*TASK GOAL*
Can you quote the records below in full, word for word?

*DATA*
----------------
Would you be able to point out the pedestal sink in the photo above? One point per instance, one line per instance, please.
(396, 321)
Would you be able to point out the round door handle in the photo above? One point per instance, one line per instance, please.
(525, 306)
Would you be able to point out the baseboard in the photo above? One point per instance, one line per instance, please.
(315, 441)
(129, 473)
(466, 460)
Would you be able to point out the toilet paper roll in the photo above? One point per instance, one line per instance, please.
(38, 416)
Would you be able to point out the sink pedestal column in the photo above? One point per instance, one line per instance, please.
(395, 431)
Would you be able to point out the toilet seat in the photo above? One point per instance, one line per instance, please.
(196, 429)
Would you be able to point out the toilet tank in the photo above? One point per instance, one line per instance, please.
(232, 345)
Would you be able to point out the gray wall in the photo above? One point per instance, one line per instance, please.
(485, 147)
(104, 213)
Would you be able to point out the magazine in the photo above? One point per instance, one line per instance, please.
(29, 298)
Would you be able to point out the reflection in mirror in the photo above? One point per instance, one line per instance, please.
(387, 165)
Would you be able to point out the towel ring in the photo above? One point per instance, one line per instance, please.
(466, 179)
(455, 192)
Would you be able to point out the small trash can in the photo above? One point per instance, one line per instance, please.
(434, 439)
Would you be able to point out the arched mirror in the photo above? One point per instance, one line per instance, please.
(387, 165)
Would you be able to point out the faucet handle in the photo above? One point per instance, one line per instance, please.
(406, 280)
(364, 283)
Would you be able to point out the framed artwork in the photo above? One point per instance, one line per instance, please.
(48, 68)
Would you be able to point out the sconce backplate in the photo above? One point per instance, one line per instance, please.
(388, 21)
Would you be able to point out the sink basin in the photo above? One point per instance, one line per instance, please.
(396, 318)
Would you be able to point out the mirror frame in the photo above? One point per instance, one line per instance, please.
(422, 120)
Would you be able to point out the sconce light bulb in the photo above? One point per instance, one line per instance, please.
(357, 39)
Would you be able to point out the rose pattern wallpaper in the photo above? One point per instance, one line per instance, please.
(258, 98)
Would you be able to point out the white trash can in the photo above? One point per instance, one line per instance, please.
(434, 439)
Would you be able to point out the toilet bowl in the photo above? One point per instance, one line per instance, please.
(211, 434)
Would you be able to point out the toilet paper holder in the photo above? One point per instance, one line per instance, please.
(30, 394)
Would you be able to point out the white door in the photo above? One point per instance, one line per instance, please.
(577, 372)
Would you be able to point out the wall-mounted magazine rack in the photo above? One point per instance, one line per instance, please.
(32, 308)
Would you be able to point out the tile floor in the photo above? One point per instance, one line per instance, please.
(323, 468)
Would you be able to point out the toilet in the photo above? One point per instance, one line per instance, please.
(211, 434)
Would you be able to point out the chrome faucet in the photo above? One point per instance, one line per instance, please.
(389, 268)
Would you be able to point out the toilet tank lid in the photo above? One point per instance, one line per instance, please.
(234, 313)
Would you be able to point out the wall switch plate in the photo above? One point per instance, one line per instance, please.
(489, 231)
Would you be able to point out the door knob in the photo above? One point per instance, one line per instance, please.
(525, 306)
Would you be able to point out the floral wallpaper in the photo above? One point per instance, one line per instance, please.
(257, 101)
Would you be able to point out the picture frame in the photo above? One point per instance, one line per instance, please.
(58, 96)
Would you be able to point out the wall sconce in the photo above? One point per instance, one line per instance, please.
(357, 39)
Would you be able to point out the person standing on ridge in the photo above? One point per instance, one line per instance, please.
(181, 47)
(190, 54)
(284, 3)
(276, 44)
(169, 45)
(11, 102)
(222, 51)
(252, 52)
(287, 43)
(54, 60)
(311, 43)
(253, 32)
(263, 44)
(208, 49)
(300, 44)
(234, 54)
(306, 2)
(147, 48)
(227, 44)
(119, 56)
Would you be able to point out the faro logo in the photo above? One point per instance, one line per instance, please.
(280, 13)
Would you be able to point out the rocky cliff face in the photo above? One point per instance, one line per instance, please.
----------------
*FULL RESPONSE*
Would you be able to point out the pedestal sink in the photo above? One point per instance, one line per instance, please.
(396, 321)
Would you be able to point out the round door handle in the photo above? One point per instance, one line per instance, please.
(525, 306)
Would you be able to point out the baseboard in the photo above? One point per instance, one line per instance, please.
(315, 441)
(129, 473)
(466, 460)
Would you be able to point out the toilet paper roll in the photo above? One point per instance, one line per instance, please.
(38, 416)
Would you be able to point out the sink pedestal column in the photo above? One point per instance, one line per instance, please.
(395, 431)
Would you be able to point out the toilet seat in the photo above? One point per instance, one line per instance, please.
(196, 429)
Would you be able to point out the toilet tank in the photo above? One point per instance, one line per instance, please.
(232, 345)
Would you be able to point out the gray wall in the photo above? One point per instance, one line per instance, please.
(485, 147)
(104, 213)
Would you be able to point out the magazine in the photo above? One point per instance, one line per instance, please.
(29, 298)
Would you be able to point out the reflection in mirror in the photo above? One point per instance, one line per instance, please.
(387, 165)
Would you be able to point out the towel ring in the photo above? One point per instance, one line per instance, please.
(466, 179)
(455, 192)
Would you be able to point out the small trash can in the photo above? One point per instance, one line per instance, please.
(434, 439)
Would you be able to point out the arched mirror in the photo above? One point per instance, one line per instance, please.
(387, 165)
Would you be able to point out the faucet handle in the photo above? One point per instance, one line per instance, please.
(406, 280)
(364, 283)
Would you be able to point out the framed artwork in the photo above? One point per instance, one line per instance, please.
(48, 68)
Would you be able to point out the sconce backplate in the photo above? One point per instance, one line per instance, please.
(388, 21)
Would you be able to point out the sink basin in the photo above? One point per instance, one line per instance, please.
(396, 318)
Would you be able to point out the mirror frame in the photo above? One point per instance, one line per instance, please.
(422, 120)
Would you be able to point out the sconce light bulb in the photo above? One point per instance, one line per instance, please.
(357, 39)
Would you be able to point out the rose pattern wallpaper in the photo above? One point per instance, one line per instance, please.
(258, 98)
Would you be able to point out the white trash can in the photo above? One point per instance, one line per instance, please.
(434, 439)
Would you be able to point out the toilet bowl in the photo above? One point per instance, one line per instance, please.
(211, 434)
Would you be able to point out the toilet paper holder in the photo above? One point per instance, one line per instance, please.
(30, 394)
Would you be able to point out the white door in the photo above? One point per instance, one line per instance, please.
(577, 372)
Would you be able to point out the wall-mounted magazine rack in the photo above? One point per instance, one line per instance, please.
(32, 308)
Would you be able to point out the tile floor in the photo above? One point per instance, one line per instance, please.
(323, 468)
Would you be able to point out the toilet in the photo above? One point per instance, one line per instance, please.
(211, 434)
Would you be able to point out the chrome faucet in the photo above? One point per instance, one line per instance, please.
(389, 268)
Would you be able to point out the toilet tank lid in the photo above? One point per instance, one line per instance, please.
(234, 313)
Would you be able to point out the wall switch plate in the photo above? One point per instance, one line per instance, please.
(489, 231)
Would you be able to point out the door knob in the photo above? One point per instance, one line per instance, please.
(525, 306)
Would you be able to point out the floral wallpaper in the photo above? One point per instance, one line per instance, please.
(257, 101)
Would you be able to point out the picture frame in the photo above? One point per instance, one line per instance, please.
(58, 96)
Would you be able to point out the wall sconce in the photo above? One point per instance, one line per instance, please.
(357, 39)
Would you be able to point out the person standing on ridge in the photo above? One point per instance, one line per instance, please.
(181, 47)
(190, 54)
(284, 3)
(276, 44)
(169, 45)
(11, 102)
(222, 51)
(252, 52)
(287, 43)
(54, 60)
(311, 43)
(253, 32)
(263, 44)
(208, 49)
(300, 44)
(234, 54)
(306, 2)
(147, 48)
(227, 44)
(119, 56)
Would you be able to point out the faro logo in the photo above? One point per instance, one line per instance, please.
(280, 13)
Would you be able to point out the rocky cliff face in the photo above? One point per instance, one line per instance, please.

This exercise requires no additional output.